»»

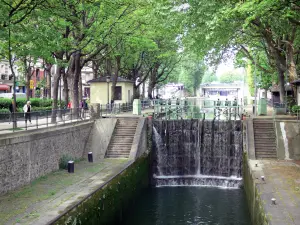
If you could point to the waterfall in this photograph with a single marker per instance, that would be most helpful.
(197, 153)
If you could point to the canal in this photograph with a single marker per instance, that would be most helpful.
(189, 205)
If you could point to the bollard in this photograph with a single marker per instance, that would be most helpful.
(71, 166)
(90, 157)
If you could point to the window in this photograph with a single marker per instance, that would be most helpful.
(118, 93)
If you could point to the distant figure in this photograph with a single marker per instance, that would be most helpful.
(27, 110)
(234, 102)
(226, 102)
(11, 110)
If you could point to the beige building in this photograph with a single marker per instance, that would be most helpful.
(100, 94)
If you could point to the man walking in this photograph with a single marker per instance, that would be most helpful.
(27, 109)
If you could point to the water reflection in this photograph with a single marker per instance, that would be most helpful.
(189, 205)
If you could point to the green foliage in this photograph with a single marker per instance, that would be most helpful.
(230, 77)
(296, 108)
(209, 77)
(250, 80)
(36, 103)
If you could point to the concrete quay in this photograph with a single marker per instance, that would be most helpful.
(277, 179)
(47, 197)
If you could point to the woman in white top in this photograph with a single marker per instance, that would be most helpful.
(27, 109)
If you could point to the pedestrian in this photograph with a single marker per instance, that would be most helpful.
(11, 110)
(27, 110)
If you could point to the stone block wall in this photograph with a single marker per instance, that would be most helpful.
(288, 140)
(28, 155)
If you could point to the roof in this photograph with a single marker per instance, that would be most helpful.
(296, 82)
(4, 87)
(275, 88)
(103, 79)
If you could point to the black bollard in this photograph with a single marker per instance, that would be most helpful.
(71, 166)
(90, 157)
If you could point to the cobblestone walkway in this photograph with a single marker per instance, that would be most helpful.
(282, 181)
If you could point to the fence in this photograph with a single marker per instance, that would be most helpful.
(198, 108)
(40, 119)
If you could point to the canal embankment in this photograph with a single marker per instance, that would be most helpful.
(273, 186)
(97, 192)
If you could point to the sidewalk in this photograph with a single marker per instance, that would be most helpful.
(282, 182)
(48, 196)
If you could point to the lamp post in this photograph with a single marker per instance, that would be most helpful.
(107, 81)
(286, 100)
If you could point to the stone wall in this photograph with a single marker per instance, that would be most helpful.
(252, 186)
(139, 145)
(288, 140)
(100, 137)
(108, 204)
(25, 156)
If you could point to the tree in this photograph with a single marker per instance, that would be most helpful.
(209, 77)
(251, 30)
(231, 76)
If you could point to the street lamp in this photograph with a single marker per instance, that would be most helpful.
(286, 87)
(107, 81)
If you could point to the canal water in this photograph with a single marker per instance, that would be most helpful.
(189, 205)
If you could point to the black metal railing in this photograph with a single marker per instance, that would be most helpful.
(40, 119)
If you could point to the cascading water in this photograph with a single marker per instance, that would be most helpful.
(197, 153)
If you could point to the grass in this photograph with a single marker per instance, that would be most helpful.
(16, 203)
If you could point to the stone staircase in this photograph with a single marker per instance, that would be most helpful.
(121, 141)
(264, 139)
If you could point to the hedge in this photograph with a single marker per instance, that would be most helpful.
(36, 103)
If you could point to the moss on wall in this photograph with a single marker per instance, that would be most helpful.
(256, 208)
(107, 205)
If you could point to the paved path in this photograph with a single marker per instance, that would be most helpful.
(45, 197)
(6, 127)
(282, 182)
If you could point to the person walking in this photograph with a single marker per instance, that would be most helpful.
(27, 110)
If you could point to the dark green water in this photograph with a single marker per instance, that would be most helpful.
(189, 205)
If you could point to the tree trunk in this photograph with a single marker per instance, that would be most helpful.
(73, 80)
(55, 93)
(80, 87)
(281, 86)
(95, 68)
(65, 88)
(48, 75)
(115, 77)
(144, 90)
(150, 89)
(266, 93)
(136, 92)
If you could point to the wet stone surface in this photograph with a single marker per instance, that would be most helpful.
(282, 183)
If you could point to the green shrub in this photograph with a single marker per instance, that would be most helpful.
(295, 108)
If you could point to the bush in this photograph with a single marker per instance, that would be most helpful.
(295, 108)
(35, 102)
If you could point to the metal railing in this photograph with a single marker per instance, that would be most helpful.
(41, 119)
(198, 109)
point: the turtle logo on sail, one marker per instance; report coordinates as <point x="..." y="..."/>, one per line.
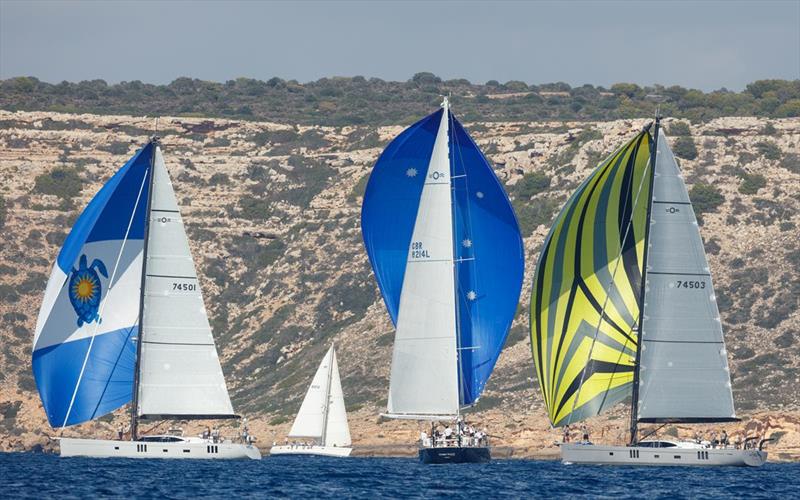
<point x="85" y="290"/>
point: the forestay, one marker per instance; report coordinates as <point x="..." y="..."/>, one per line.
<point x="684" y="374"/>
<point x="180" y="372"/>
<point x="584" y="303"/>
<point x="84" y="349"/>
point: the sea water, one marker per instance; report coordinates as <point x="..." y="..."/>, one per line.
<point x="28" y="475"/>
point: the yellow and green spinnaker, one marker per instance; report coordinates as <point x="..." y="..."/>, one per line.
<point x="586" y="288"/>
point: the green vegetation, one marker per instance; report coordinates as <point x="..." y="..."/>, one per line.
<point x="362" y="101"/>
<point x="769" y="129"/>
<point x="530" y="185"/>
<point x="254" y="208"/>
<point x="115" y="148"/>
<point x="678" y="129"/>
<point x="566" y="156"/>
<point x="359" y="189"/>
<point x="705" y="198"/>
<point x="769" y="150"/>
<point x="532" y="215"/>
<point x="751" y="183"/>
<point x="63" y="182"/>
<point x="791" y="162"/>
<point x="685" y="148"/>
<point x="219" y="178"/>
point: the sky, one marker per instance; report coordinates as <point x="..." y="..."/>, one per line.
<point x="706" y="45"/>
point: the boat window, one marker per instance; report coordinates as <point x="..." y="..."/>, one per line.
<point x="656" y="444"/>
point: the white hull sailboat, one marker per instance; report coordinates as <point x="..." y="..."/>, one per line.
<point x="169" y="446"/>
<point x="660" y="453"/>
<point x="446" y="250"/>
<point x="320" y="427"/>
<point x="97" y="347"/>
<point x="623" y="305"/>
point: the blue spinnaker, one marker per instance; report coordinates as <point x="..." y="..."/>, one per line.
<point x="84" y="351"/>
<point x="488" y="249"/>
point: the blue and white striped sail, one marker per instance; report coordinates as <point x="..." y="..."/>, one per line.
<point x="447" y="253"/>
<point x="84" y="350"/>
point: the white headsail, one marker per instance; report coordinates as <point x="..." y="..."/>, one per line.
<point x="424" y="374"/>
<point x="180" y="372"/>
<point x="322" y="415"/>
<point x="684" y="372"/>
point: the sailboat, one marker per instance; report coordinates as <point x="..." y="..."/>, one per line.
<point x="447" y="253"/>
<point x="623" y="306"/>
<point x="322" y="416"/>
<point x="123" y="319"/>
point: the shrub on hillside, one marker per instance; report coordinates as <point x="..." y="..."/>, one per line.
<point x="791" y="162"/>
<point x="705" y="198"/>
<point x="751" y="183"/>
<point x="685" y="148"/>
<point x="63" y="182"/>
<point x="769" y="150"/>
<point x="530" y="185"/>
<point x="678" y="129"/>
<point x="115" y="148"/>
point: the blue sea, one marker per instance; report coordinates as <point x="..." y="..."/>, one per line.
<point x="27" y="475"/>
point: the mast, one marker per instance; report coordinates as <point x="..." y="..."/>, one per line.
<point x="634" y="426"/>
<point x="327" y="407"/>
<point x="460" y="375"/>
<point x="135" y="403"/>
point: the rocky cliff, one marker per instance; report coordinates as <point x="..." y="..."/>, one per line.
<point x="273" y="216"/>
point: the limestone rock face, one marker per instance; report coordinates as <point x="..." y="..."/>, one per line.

««
»»

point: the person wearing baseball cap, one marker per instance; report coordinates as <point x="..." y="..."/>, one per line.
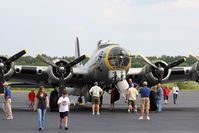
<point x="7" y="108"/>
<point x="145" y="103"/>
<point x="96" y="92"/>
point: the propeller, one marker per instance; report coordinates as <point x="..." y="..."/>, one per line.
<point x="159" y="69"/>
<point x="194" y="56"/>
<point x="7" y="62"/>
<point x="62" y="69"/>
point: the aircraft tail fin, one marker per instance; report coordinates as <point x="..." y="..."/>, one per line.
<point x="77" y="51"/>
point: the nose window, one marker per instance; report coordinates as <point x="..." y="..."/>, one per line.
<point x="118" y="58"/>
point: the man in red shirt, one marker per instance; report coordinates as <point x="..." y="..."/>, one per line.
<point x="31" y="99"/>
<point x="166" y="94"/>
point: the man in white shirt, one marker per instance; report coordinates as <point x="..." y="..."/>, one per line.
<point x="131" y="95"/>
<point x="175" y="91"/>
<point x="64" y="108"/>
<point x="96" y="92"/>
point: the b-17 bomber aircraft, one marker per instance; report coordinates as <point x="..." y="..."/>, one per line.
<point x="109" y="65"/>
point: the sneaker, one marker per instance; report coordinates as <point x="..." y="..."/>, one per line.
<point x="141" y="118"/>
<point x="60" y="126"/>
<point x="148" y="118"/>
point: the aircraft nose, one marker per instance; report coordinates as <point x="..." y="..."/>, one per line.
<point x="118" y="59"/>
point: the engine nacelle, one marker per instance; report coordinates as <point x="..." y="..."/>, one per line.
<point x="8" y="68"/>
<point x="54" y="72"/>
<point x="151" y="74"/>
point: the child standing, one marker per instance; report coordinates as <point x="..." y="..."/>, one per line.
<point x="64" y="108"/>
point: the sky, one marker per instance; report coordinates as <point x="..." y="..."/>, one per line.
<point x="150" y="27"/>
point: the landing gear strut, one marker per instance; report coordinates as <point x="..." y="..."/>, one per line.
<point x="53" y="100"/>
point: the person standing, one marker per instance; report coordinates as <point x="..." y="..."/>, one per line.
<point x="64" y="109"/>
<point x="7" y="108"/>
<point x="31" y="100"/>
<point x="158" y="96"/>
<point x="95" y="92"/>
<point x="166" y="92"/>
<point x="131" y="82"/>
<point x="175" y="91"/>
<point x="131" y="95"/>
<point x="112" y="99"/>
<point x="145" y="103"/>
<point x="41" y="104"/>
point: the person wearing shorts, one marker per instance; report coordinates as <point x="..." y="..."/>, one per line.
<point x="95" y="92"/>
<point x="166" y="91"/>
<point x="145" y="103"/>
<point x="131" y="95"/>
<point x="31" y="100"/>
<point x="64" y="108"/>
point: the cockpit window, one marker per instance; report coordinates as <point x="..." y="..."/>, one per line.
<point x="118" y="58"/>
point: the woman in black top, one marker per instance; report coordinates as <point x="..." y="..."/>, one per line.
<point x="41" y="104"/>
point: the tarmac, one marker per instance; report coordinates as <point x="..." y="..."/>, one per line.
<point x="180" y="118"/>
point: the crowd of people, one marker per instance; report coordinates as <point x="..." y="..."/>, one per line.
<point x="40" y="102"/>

««
»»

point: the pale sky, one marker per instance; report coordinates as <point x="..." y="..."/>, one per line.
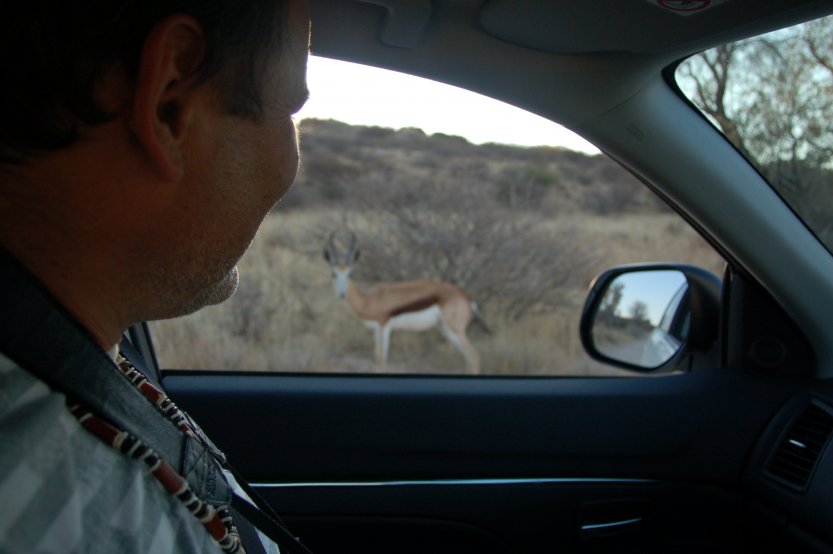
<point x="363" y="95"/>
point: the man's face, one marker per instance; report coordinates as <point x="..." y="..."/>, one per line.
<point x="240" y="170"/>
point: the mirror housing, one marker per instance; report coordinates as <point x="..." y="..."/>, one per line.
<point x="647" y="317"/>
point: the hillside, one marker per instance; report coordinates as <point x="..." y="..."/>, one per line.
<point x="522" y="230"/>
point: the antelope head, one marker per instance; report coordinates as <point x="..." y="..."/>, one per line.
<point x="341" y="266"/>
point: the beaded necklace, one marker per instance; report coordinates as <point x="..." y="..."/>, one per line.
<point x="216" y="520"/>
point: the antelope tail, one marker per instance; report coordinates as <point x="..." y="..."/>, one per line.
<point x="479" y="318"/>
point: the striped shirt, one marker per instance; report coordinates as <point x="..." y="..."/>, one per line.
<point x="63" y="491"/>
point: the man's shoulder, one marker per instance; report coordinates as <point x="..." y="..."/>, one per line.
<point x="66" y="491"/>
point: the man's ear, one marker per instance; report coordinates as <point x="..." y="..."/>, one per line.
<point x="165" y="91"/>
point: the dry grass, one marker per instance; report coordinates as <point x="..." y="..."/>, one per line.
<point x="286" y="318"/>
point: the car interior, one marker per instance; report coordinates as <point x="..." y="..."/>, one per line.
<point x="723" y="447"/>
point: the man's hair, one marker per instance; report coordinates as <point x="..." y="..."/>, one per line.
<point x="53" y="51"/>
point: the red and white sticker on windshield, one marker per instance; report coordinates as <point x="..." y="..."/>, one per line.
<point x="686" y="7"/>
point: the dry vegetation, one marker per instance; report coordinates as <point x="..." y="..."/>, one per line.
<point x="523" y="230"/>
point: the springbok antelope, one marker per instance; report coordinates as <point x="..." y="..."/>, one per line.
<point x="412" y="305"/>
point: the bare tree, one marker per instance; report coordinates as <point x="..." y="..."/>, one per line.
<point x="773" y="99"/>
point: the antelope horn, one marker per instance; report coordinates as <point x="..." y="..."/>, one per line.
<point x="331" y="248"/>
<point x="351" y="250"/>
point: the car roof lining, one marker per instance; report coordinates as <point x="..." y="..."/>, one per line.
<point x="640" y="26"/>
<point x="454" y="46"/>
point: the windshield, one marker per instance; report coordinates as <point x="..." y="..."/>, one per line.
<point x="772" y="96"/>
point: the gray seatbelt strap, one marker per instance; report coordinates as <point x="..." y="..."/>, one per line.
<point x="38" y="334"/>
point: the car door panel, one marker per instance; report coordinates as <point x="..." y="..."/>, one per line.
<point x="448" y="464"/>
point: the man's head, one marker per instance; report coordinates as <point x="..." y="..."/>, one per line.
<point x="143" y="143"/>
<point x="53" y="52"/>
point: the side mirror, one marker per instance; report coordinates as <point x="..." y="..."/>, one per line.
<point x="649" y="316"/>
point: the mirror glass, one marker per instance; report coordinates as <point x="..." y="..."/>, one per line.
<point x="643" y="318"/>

««

-- BRIEF --
Taking the entries above, write out exactly each line from the one holding "point: the blue sea, one" to the one holding "point: the limestone", both included, and stop there.

-- RESPONSE FOR THIS EXERCISE --
point: the blue sea, one marker per instance; report coordinates as <point x="..." y="..."/>, one per line.
<point x="27" y="475"/>
point: the mast, one marker per instance; report coordinates as <point x="..." y="..."/>, one per line.
<point x="634" y="426"/>
<point x="327" y="407"/>
<point x="460" y="375"/>
<point x="135" y="403"/>
point: the rocky cliff, one marker per instance; report coordinates as <point x="..." y="..."/>, one per line.
<point x="273" y="216"/>
point: the limestone rock face, one marker per instance; report coordinates as <point x="..." y="..."/>, one per line.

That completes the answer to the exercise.